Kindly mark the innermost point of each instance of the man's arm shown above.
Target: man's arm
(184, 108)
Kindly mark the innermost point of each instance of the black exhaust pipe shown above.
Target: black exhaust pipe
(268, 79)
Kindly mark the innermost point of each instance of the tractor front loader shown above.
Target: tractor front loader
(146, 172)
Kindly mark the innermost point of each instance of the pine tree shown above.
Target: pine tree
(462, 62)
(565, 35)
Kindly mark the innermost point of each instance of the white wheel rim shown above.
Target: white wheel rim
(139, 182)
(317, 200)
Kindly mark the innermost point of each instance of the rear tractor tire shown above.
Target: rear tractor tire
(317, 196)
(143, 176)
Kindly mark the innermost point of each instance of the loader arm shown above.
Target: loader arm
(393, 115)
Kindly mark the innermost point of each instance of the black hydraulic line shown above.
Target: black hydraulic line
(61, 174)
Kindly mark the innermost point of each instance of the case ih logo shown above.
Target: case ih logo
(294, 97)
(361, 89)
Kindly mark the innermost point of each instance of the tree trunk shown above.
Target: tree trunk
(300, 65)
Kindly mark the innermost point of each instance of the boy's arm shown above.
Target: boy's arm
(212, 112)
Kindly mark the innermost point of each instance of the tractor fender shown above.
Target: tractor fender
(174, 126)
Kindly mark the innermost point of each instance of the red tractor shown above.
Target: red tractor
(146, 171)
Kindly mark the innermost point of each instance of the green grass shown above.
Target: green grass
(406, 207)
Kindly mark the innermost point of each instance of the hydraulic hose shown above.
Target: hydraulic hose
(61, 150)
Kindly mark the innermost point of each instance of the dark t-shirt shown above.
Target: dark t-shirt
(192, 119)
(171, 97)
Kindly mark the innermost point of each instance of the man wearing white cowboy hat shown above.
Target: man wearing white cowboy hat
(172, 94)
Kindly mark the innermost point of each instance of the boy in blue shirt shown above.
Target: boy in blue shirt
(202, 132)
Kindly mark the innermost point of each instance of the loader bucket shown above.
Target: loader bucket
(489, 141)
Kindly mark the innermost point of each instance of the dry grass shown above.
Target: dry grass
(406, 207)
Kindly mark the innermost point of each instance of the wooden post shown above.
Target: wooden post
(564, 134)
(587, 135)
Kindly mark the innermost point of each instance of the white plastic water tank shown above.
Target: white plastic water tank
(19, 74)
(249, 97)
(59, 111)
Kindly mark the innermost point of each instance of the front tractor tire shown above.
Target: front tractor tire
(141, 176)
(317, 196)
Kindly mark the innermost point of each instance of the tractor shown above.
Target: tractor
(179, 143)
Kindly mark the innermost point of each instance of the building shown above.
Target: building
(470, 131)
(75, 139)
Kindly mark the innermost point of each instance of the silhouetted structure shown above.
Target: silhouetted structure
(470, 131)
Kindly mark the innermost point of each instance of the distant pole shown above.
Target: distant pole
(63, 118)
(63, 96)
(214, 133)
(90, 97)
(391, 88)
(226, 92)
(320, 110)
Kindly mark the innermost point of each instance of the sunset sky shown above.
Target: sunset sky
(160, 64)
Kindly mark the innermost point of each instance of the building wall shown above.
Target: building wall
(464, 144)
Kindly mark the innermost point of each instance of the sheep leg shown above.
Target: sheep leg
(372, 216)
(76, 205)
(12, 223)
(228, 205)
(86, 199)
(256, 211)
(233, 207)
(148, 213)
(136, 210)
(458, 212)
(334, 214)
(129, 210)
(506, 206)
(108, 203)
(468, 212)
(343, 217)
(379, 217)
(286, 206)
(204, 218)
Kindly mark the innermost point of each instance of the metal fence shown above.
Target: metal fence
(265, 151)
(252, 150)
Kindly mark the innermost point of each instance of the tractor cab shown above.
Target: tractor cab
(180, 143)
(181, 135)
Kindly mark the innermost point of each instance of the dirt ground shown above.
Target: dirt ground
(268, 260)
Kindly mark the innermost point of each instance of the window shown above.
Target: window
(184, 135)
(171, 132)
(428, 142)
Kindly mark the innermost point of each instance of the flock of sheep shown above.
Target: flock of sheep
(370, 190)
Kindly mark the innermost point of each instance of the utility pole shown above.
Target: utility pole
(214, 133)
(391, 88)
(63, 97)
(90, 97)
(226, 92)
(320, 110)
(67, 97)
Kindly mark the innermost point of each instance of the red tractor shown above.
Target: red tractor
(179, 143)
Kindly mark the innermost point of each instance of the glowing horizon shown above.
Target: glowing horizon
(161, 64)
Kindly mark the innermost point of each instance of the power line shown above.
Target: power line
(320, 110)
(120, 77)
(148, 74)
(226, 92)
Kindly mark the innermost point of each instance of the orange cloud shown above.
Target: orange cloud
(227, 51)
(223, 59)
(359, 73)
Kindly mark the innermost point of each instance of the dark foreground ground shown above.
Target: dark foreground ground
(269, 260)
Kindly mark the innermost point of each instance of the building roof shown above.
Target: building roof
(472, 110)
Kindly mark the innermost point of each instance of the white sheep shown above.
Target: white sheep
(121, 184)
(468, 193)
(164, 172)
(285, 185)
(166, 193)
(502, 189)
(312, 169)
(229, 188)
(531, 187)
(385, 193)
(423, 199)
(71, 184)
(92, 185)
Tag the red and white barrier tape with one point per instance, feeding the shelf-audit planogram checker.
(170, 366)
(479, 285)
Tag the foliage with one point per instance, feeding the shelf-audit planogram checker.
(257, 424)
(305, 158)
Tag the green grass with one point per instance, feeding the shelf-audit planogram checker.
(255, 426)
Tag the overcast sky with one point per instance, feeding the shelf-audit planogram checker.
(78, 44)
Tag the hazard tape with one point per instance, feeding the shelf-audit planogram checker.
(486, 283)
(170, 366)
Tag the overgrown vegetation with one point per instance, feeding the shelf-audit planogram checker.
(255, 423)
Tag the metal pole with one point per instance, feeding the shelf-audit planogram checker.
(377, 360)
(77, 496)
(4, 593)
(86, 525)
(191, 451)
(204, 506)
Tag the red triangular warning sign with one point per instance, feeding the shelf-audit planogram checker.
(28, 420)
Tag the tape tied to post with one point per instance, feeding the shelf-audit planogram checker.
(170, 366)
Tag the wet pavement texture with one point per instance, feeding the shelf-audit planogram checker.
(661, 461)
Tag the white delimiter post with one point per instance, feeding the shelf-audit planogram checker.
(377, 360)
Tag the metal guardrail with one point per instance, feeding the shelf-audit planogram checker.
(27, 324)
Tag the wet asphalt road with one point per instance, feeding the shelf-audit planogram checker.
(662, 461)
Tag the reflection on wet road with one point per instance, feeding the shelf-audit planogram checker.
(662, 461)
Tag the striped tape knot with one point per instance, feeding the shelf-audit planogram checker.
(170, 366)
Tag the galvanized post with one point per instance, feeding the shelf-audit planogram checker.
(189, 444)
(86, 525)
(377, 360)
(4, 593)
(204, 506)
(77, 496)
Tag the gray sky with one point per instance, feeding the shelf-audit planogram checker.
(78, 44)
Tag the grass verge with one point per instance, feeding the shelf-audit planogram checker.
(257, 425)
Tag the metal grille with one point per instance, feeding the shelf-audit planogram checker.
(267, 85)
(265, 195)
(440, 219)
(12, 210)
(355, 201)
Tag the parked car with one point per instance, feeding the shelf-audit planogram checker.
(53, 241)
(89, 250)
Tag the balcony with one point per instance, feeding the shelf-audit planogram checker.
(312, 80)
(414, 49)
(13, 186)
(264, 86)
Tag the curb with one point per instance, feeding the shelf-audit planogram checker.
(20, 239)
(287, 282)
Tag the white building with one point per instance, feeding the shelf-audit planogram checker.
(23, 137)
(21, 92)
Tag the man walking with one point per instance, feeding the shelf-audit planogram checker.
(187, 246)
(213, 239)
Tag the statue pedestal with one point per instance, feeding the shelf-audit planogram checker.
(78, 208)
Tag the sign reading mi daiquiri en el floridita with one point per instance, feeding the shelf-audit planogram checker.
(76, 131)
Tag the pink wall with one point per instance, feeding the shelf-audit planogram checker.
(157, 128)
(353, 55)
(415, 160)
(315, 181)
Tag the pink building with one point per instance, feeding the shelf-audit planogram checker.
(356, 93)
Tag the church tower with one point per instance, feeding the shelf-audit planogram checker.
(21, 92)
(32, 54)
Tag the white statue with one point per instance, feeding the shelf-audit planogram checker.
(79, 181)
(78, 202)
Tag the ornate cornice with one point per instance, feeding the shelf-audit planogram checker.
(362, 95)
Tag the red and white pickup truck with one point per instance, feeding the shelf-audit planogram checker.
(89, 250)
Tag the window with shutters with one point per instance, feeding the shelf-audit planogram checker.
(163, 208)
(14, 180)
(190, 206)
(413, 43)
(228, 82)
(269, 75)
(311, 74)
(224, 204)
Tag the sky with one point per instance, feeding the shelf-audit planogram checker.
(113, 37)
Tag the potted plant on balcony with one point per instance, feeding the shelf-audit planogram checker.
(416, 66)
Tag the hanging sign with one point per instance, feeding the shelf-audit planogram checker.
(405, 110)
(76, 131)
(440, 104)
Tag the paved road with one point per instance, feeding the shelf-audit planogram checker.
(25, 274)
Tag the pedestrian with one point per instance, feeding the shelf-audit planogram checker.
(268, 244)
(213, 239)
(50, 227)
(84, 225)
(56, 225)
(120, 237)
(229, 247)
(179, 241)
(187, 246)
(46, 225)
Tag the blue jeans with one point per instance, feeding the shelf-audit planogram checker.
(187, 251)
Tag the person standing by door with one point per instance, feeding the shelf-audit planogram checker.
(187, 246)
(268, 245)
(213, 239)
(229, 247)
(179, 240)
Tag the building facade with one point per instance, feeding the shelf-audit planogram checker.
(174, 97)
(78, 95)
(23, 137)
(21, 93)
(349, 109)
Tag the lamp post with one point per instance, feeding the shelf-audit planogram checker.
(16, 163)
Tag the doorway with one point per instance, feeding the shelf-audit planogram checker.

→ Written exercise
Quote the records word for word, starting at the line that contains "Tag the window" and running through the end of the records, both ends included.

→ Solution
Tag the window with shutters with one point per instance, feeding the shelf-audit planogram checker.
(163, 208)
(14, 180)
(190, 206)
(413, 43)
(228, 82)
(269, 75)
(311, 74)
(224, 204)
Tag the sky with one point per instance, feeding the shelf-audit planogram checker.
(113, 37)
Tag the potted plant on balcony with one point per instance, feeding the shelf-audit planogram checker.
(416, 66)
Tag the hanging sign with one point per instance, feeding the shelf-audit planogram checker.
(405, 110)
(76, 131)
(440, 104)
Tag the paved road with one point per instance, feeding the shelf-audit planogram checker.
(25, 274)
Tag the pedestrian with one point per instance, feeding the shelf-audit planogram checker.
(268, 244)
(213, 239)
(50, 227)
(84, 225)
(56, 225)
(120, 237)
(229, 247)
(179, 241)
(187, 246)
(46, 225)
Tag the blue jeans with one point per instance, feeding the shelf-audit planogram checker.
(187, 251)
Tag the person standing by door with one point per instance, feeding the shelf-audit planogram checker.
(187, 246)
(268, 245)
(213, 239)
(229, 247)
(179, 240)
Tag the building facade with one point per instance, feeding the shelf-audit planogram checker.
(174, 97)
(78, 95)
(23, 137)
(21, 93)
(349, 109)
Tag the lamp post with one point per instance, feeding the shelf-audit planogram checker.
(16, 163)
Tag the doorway with one point per instance, feeding the shelf-audit planogram checker.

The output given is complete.